**Text provided:**
++++++++++

“I am not a client, a customer, nor a service user.
I am not a shirker, a scrounger, a beggar
nor a thief. I am not a national insurance number,
nor a blip on a screen.
I paid my dues, never a penny short, and proud to do so.
I don’t tug the forelock but look my neighbour in the eye and help him if I can.
I don’t accept or seek charity.
I am a man, not a dog.
As such I demand my rights.
I demand you treat me with respect.
I … am a citizen, nothing more, nothing less.”
You may already know where those few sentences come from. If not, I’ll tell you in a minute. But I want to tell you what they mean to me.
There’s one phrase that I hate above all others. If I had my way, I would ban it from all forms of public discourse.
I would make it illegal for any public servant, or anyone providing a public service, ever to utter the phrase in their interactions with citizens. I would make it a dismissable offence for any manager to use the phrase.
The phrase is “we know best”. There are different variations of it, and different ways in which it manifests itself. But it’s used, again and again, to make people feel inferior, and as often as not beholden. It’s a phrase that ignores the fact that we all have both rights and responsibilities.
Sometimes, of course, the phrase is never uttered. It just underpins behaviour. Let me give you a small example of what I mean.
Don Buckley is an Irish journalist. He is one of that band of journalists of whom it can be said that he has done the State some service over many years. Throughout his career he did tenacious and demanding work.
And he did that despite the fact he has never been a physically well or strong man.
The progress of his illness means that it’s very difficult for him to get around now, and he’s often housebound.
Recently, he needed some money from his bank account (more than could be got from an ATM, though considerably less than four figures), and made his way, with difficulty, to the bank branch where his account has always been.
They refused to give him the amount he needed without proof of identification. So he produced the only proof he had, his personal public service card (PPS). You’re familiar with them, I imagine. Don’s had his name, photograph, signature, and PPS number, as they all do. It had been issued by the State, as they all are, using the best standards of authentication available.
But the bank refused to accept it. His own branch of his own bank (Ulster Bank, though I’ve since established that other banks apply the same daft rule) refused to give him access to his own money in his own bank account because the basis on which the State recognised him wasn’t acceptable to them. When he protested, he was told that the Central Bank wouldn’t recognise the PPS card. And that was the end of that.

++++++++++

**Data listing:**
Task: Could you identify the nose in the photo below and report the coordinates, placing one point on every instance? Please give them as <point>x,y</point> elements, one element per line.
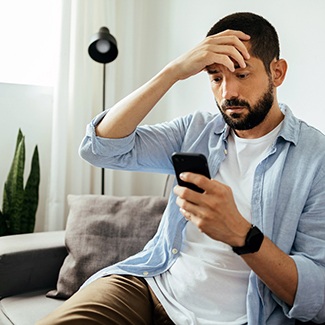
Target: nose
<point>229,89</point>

++++++++++

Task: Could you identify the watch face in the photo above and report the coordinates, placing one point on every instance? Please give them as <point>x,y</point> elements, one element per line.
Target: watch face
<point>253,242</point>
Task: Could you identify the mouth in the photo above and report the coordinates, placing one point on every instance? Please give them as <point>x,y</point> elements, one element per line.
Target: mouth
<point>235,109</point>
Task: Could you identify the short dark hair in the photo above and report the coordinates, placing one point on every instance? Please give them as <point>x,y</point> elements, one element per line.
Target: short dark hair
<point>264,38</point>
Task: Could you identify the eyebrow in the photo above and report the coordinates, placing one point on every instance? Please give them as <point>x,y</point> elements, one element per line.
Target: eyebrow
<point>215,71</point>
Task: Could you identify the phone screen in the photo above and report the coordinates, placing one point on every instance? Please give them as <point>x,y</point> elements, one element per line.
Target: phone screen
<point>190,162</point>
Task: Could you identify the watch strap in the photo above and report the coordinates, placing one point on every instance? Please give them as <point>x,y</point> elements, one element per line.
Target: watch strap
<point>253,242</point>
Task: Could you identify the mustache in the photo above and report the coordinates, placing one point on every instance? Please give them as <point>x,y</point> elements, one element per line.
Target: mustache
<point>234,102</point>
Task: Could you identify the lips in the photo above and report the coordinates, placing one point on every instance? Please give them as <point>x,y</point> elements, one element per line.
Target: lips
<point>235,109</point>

++++++++++

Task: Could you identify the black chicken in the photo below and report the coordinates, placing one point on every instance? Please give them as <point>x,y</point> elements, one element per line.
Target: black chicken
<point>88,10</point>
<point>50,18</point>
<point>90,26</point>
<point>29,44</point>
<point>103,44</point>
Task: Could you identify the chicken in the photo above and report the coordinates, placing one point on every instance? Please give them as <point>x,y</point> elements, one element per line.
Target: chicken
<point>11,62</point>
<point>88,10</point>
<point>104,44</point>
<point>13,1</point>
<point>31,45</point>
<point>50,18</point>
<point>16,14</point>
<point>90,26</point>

++++++++++

**Parts of the exercise:**
- A) From the passage, write out the text starting with "I paid my dues, never" and going on through "of public discourse.".
- B) In the passage, what did Don Buckley show his bank as proof of identification?

**Problem solutions:**
- A)
I paid my dues, never a penny short, and proud to do so.
I don’t tug the forelock but look my neighbour in the eye and help him if I can.
I don’t accept or seek charity.
I am a man, not a dog.
As such I demand my rights.
I demand you treat me with respect.
I … am a citizen, nothing more, nothing less.”
You may already know where those few sentences come from. If not, I’ll tell you in a minute. But I want to tell you what they mean to me.
There’s one phrase that I hate above all others. If I had my way, I would ban it from all forms of public discourse.

- B) His personal public service (PPS) card.